■ WORK TO BE COMPLETED:
Copy the listing word for word, starting at its first line and ending with the line that contains "[742,386,812,401]". Leave the pictures out.
%%
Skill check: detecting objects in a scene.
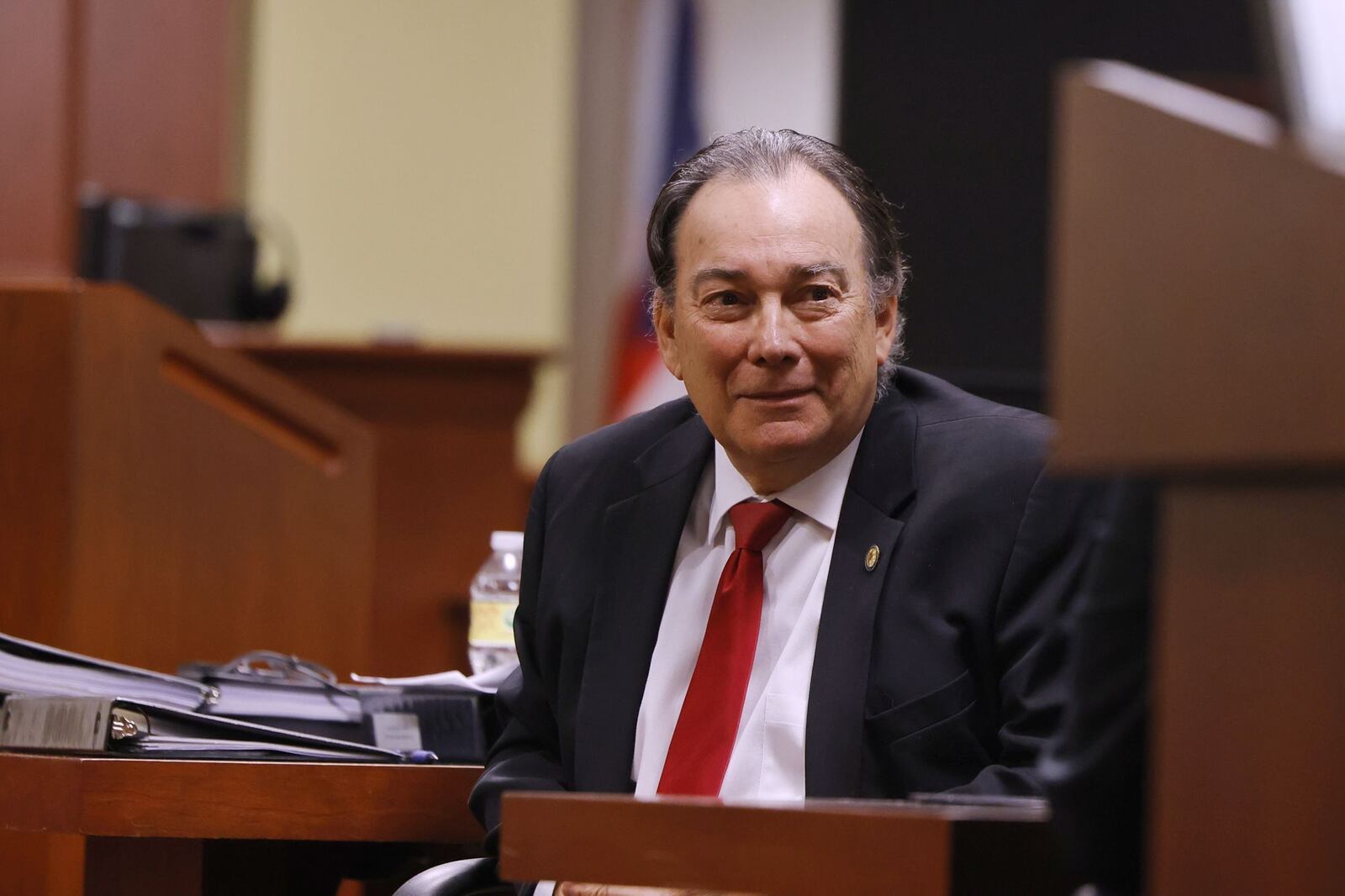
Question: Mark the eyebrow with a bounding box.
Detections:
[691,261,850,289]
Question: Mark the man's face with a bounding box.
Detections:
[654,166,896,493]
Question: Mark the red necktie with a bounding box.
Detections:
[659,500,794,797]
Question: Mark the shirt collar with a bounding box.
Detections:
[708,430,863,542]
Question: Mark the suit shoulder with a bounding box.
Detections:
[551,398,695,468]
[897,370,1054,484]
[538,398,695,499]
[897,367,1054,444]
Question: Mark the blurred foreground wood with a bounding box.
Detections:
[500,793,1072,896]
[1052,63,1345,896]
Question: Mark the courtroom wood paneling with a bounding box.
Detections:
[500,793,1072,896]
[1053,63,1345,896]
[232,341,538,676]
[0,286,74,634]
[1051,66,1345,470]
[0,282,374,670]
[1152,484,1345,894]
[0,0,251,276]
[0,0,79,276]
[79,0,249,204]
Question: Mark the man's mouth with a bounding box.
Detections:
[742,386,812,401]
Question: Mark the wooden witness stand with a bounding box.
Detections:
[0,280,533,896]
[0,753,480,896]
[1052,63,1345,896]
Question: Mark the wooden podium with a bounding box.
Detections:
[1052,63,1345,896]
[0,282,374,672]
[0,282,374,896]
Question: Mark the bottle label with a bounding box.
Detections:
[467,601,518,647]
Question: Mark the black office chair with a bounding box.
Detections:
[393,858,514,896]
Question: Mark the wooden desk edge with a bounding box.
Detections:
[500,793,1047,896]
[0,752,482,842]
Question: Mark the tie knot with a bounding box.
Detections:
[729,500,794,553]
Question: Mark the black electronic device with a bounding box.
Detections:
[76,187,291,322]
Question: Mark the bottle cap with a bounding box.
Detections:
[491,531,523,554]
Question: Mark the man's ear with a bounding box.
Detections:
[873,296,897,365]
[654,289,682,379]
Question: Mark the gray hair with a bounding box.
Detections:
[646,128,908,398]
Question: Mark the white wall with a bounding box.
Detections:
[246,0,576,466]
[701,0,841,143]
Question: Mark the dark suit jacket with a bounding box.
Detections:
[472,369,1084,845]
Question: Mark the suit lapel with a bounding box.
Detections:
[804,390,916,797]
[574,417,713,793]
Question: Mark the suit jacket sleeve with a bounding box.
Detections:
[951,462,1096,795]
[471,463,567,854]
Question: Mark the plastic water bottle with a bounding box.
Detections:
[467,531,523,674]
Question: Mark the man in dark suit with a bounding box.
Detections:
[472,129,1085,892]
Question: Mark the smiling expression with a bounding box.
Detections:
[654,166,897,493]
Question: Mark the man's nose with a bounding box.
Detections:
[748,300,799,365]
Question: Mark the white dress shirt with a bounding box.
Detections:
[630,433,862,799]
[535,432,863,896]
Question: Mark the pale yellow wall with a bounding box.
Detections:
[246,0,576,470]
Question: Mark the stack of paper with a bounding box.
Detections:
[0,634,218,709]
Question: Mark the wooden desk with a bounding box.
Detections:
[0,753,482,896]
[215,339,541,676]
[500,793,1071,896]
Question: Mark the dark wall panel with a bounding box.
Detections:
[841,0,1259,405]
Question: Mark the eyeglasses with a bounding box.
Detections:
[210,650,358,697]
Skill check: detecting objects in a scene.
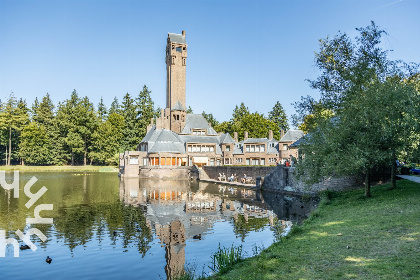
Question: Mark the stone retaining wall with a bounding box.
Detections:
[203,165,276,180]
[262,165,362,192]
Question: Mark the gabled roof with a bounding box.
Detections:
[279,130,305,142]
[180,114,217,135]
[168,33,187,44]
[171,101,186,111]
[220,133,235,144]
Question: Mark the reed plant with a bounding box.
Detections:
[209,243,244,273]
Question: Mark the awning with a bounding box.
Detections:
[193,157,209,163]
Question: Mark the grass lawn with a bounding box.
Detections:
[213,180,420,279]
[0,165,118,172]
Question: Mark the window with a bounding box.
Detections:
[130,156,139,164]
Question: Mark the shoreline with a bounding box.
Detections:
[0,165,118,173]
[212,180,420,279]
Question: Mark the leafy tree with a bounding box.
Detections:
[268,101,289,131]
[297,22,420,196]
[232,102,250,123]
[202,111,219,128]
[232,112,280,141]
[19,122,54,164]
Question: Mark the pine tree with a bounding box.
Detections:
[268,101,289,131]
[98,96,108,122]
[136,85,155,139]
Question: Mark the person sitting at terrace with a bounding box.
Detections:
[217,173,223,181]
[229,174,235,182]
[241,174,246,184]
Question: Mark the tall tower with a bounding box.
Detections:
[165,31,187,133]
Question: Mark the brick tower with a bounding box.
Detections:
[165,31,187,133]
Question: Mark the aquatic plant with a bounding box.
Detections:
[209,243,244,273]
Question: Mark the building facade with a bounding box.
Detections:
[120,31,303,176]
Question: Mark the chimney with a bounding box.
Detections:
[233,131,238,143]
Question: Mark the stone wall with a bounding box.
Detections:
[262,165,362,192]
[203,165,276,180]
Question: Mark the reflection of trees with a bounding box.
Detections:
[233,214,269,241]
[54,202,153,256]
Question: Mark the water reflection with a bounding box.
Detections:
[0,173,315,279]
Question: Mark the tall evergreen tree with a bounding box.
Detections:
[98,96,108,122]
[136,85,155,139]
[268,101,289,131]
[0,92,29,165]
[108,97,120,115]
[119,92,139,151]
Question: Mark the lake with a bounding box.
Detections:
[0,172,317,279]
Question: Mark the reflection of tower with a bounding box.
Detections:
[156,221,185,279]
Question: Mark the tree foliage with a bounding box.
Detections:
[295,22,420,196]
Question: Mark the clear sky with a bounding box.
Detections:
[0,0,420,124]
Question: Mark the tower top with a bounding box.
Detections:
[168,30,187,45]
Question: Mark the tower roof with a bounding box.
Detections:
[171,101,186,111]
[168,33,187,44]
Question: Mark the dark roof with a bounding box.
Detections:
[168,33,187,44]
[171,101,185,111]
[280,130,305,142]
[220,133,235,144]
[180,114,217,135]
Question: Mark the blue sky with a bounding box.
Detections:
[0,0,420,124]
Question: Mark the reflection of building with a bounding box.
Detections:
[120,178,275,279]
[120,31,304,178]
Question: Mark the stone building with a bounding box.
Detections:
[120,31,303,176]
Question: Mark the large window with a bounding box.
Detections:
[130,156,139,164]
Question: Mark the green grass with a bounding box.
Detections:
[0,165,118,172]
[213,180,420,279]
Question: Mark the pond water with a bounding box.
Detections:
[0,172,317,279]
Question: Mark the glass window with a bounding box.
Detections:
[130,156,139,164]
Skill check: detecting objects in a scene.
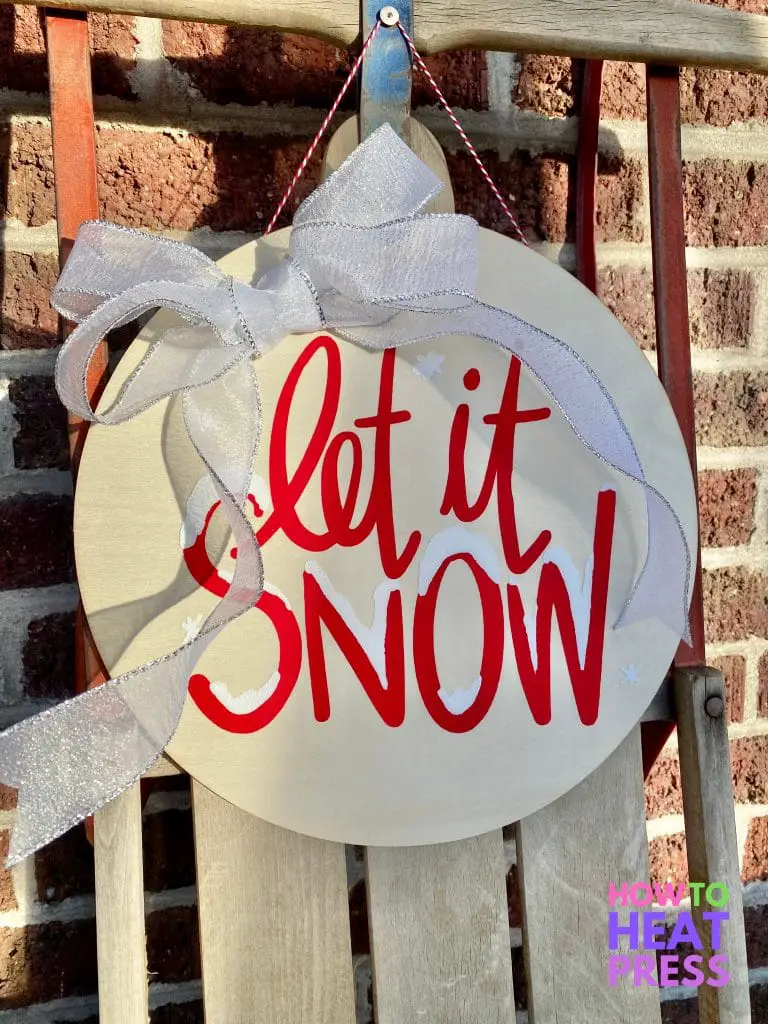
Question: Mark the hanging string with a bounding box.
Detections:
[397,19,527,246]
[264,18,381,234]
[264,17,528,246]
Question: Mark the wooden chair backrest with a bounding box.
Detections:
[22,0,757,1024]
[22,0,768,71]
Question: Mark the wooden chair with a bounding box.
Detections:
[7,0,768,1024]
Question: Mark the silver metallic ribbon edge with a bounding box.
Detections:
[0,125,692,866]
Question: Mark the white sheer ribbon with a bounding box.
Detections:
[0,126,692,864]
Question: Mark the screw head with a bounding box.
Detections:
[705,697,725,718]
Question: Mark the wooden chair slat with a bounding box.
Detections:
[367,831,515,1024]
[517,727,660,1024]
[193,782,354,1024]
[675,669,751,1024]
[15,0,768,71]
[93,782,148,1024]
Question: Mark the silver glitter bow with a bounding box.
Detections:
[0,125,691,864]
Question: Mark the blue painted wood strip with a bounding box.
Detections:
[359,0,414,141]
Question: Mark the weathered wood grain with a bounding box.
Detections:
[93,783,148,1024]
[675,669,752,1024]
[12,0,768,71]
[517,727,660,1024]
[193,781,354,1024]
[367,831,515,1024]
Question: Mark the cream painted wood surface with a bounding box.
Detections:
[9,0,768,71]
[333,125,514,1024]
[193,782,354,1024]
[367,831,515,1024]
[93,783,148,1024]
[322,117,455,213]
[675,669,752,1024]
[517,727,660,1024]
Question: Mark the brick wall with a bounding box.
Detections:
[0,0,768,1024]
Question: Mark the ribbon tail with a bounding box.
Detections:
[340,296,692,640]
[0,360,263,866]
[0,629,210,867]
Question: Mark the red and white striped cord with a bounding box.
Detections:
[397,20,527,246]
[264,18,381,234]
[264,17,527,246]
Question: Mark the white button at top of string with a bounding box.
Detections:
[264,4,527,246]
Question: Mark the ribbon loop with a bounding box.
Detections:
[0,125,692,863]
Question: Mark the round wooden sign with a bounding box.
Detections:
[75,230,696,845]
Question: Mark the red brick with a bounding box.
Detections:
[684,160,768,246]
[703,568,768,643]
[8,377,70,469]
[0,251,58,348]
[143,810,195,892]
[13,125,643,242]
[0,495,75,590]
[512,54,645,121]
[163,22,486,110]
[0,123,54,226]
[98,129,319,231]
[693,370,768,447]
[645,754,683,818]
[744,906,768,969]
[688,270,755,348]
[446,151,643,242]
[88,13,136,99]
[512,53,582,117]
[22,612,75,698]
[163,22,354,108]
[0,830,18,913]
[741,817,768,884]
[598,266,656,348]
[0,4,48,92]
[758,652,768,718]
[698,469,757,548]
[648,833,688,885]
[35,824,93,903]
[0,5,135,98]
[600,60,646,121]
[680,68,768,127]
[146,906,200,983]
[0,921,96,1010]
[708,654,746,722]
[730,736,768,804]
[599,266,755,348]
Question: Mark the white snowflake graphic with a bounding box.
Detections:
[414,352,445,381]
[181,615,203,643]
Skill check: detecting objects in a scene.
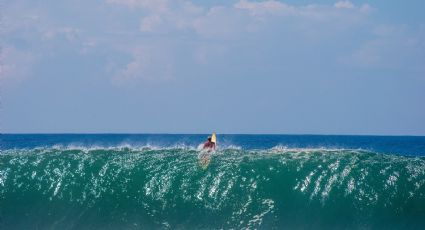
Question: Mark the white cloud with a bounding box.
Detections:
[106,0,169,12]
[234,0,295,15]
[334,0,355,9]
[0,46,36,85]
[110,46,173,85]
[43,27,80,41]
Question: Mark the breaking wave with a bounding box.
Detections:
[0,145,425,229]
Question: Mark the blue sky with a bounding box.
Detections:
[0,0,425,135]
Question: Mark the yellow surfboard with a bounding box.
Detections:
[211,133,217,145]
[199,133,217,170]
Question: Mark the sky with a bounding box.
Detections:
[0,0,425,135]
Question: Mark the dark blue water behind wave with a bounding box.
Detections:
[0,134,425,230]
[0,134,425,156]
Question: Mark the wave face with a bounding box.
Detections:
[0,147,425,229]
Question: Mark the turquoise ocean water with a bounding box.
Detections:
[0,134,425,229]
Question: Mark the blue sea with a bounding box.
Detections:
[0,134,425,230]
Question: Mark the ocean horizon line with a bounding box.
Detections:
[0,132,425,137]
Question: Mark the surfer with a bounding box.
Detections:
[202,136,215,151]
%%
■ FULL SOLUTION:
Skill check: detecting objects in a scene.
Question: Mark the eyebrow with a bounding box.
Detections:
[691,261,850,289]
Question: Mark the man's face with a bounding box.
Detections:
[654,166,896,493]
Question: Mark the red necktie with a bounding box.
Detections:
[659,500,794,797]
Question: Mark the shirt collar with a bounding box.
Detections:
[708,430,863,542]
Question: Mark the suit shoulder with a bounding box.
Detections:
[551,398,695,468]
[897,370,1054,484]
[538,398,695,499]
[897,367,1054,444]
Question: Mark the blurred foreground wood with a bounding box.
Detections:
[500,793,1072,896]
[1052,63,1345,896]
Question: Mark the courtroom wood paneling with a bounding box.
Detections:
[500,793,1072,896]
[1053,63,1345,896]
[232,341,538,676]
[0,286,74,634]
[1051,66,1345,470]
[0,282,374,670]
[1152,484,1345,894]
[0,0,251,276]
[0,0,79,276]
[79,0,249,204]
Question: Mark the man's mouth with a bounding box.
Detections:
[742,386,812,401]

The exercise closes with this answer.